Each record that follows should be repeated exactly, with no pictures carried over.

▶ **DATA TO PROCESS**:
# # #

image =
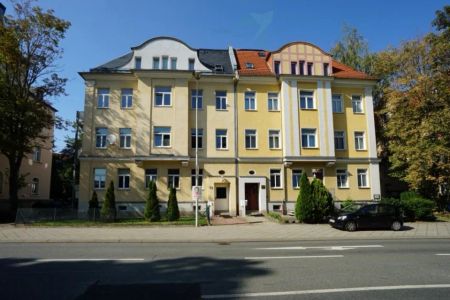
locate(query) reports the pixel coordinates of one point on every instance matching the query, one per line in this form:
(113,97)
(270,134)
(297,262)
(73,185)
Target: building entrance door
(252,196)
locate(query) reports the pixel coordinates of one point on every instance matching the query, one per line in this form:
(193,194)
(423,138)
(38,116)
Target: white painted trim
(329,116)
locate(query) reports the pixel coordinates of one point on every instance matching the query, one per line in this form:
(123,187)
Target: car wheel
(350,226)
(396,226)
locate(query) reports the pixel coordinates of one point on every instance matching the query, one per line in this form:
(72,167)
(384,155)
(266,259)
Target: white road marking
(286,257)
(326,291)
(47,260)
(331,248)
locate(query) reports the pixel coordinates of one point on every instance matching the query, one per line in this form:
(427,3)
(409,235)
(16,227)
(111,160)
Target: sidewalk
(258,231)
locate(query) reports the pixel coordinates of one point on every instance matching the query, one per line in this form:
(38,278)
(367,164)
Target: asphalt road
(372,269)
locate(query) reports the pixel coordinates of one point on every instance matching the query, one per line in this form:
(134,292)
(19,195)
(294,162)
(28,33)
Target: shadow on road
(180,278)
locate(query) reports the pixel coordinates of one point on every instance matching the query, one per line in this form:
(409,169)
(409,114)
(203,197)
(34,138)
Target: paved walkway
(257,231)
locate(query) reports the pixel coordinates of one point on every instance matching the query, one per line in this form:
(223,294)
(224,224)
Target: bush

# # #

▶ **RESULT OF THIS TASK**:
image =
locate(query) reports the pixel coordinates of one point on every instance matching the query, one per line in this form:
(113,97)
(270,134)
(297,262)
(73,185)
Target: building entrance door
(252,196)
locate(query) reports the pixel coordinates of one point on every instance matching the query, one per line in this form:
(193,194)
(423,138)
(38,116)
Target: white painted trim
(329,116)
locate(query) reports the pixel coordinates of one point on every instance matching the query, one per line in this form:
(123,187)
Target: car wheel
(350,226)
(396,226)
locate(query) reports the pixel coordinates of one point on every instance matching the query, one per line in this form:
(72,167)
(384,155)
(266,259)
Target: white road marking
(286,257)
(326,291)
(47,260)
(331,248)
locate(query) reports the pixel coordinates of one point on every instance matching the query, one per line in this form:
(427,3)
(409,235)
(16,227)
(111,160)
Target: sidewalk
(258,231)
locate(query) reports the pixel coordinates of one point on every instance matching the query, one per line in this form:
(38,278)
(367,164)
Target: asphalt road
(372,269)
locate(query) reports the pixel coordinates of one point on every instance matching the query, one per line in this form:
(134,292)
(19,195)
(294,162)
(28,33)
Target: shadow on road
(180,278)
locate(query) reports the pixel coordinates of one point on every instance matching the query, one per line in this form:
(409,169)
(409,114)
(203,197)
(34,138)
Target: paved walkway
(257,231)
locate(query) reports the pixel coordinates of one point on every instance matching the query, one per line in this form:
(223,294)
(224,224)
Target: bush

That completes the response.